Exercise goal:
Report, as a single number, how many lines of the records contain the word "below".

Image-backed grounding data:

=== Begin Enclosure ===

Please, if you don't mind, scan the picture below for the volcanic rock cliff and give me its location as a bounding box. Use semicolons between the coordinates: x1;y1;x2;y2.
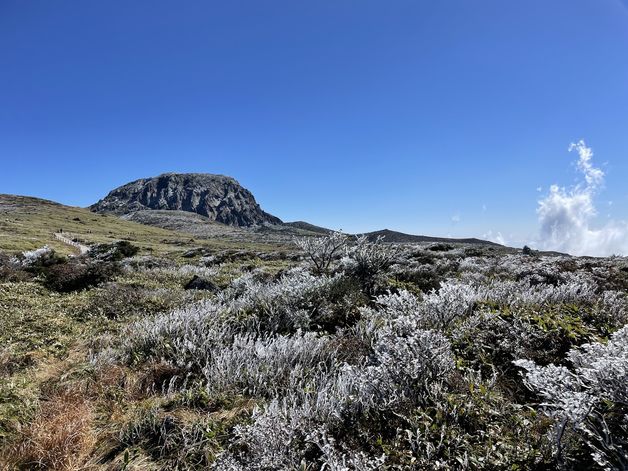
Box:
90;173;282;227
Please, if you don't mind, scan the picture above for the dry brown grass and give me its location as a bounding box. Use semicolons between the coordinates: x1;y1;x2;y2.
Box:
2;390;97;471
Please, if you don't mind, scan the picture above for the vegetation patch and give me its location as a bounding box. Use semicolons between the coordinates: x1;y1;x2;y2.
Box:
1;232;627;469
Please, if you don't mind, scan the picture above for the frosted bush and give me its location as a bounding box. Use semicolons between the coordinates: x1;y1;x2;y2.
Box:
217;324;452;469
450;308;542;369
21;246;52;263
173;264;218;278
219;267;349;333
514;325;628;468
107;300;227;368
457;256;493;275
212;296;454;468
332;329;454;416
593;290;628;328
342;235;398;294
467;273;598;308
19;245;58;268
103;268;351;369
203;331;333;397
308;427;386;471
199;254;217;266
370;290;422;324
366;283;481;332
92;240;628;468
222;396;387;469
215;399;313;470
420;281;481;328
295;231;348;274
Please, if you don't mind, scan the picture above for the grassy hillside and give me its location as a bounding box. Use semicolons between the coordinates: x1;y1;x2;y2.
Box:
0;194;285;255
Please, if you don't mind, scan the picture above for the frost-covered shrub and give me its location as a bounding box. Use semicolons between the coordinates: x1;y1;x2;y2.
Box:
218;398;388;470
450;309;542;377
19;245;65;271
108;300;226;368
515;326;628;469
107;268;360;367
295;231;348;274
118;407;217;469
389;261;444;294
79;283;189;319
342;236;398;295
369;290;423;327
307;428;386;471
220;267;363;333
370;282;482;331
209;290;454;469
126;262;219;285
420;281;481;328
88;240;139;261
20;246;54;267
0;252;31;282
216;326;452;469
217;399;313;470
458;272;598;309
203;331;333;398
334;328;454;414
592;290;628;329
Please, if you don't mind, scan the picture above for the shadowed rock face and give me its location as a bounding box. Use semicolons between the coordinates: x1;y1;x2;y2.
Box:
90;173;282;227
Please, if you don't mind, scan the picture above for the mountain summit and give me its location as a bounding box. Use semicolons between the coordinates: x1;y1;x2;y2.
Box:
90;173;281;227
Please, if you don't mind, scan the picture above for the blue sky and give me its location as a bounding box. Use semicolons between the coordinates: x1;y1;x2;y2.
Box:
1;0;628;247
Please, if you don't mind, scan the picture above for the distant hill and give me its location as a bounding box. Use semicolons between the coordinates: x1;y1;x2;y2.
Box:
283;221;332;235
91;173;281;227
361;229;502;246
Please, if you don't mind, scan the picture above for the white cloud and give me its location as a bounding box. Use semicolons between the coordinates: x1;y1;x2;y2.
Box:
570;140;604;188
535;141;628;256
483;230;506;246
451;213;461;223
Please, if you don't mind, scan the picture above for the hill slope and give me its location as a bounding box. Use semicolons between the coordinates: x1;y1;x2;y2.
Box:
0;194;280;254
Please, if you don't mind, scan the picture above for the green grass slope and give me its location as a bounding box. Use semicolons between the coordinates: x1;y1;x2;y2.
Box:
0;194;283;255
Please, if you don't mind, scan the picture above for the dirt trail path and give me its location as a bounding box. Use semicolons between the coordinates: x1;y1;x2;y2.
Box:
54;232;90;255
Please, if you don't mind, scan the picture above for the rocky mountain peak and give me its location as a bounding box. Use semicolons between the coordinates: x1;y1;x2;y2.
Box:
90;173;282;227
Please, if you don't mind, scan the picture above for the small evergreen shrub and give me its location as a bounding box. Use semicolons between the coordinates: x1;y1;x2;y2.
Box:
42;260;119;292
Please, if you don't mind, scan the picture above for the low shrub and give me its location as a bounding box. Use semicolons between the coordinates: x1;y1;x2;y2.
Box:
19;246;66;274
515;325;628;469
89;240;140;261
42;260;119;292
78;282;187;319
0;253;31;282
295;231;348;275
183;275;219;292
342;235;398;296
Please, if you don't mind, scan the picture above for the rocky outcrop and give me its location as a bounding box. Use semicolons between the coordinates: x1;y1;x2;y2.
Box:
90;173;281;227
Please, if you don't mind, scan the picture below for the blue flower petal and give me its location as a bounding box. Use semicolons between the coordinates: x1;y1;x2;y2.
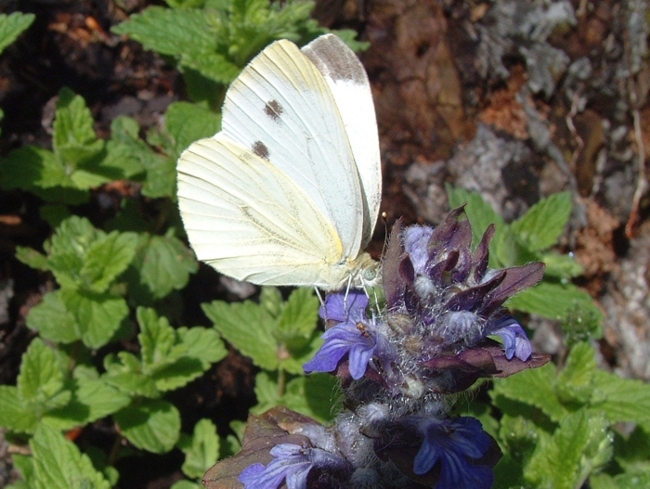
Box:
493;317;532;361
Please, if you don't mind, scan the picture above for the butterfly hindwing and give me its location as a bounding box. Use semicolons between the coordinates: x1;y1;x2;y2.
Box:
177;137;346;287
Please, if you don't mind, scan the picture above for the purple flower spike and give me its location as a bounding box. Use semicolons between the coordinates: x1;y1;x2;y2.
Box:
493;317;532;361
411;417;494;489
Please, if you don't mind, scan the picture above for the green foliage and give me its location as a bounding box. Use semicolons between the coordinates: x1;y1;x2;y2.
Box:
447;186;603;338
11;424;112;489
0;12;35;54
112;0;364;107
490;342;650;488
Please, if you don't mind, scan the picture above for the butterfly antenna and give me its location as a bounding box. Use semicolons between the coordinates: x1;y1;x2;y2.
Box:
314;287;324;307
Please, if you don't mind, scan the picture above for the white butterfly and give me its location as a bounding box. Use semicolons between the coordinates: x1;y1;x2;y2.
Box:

=== End Enclosure ===

Task solution:
2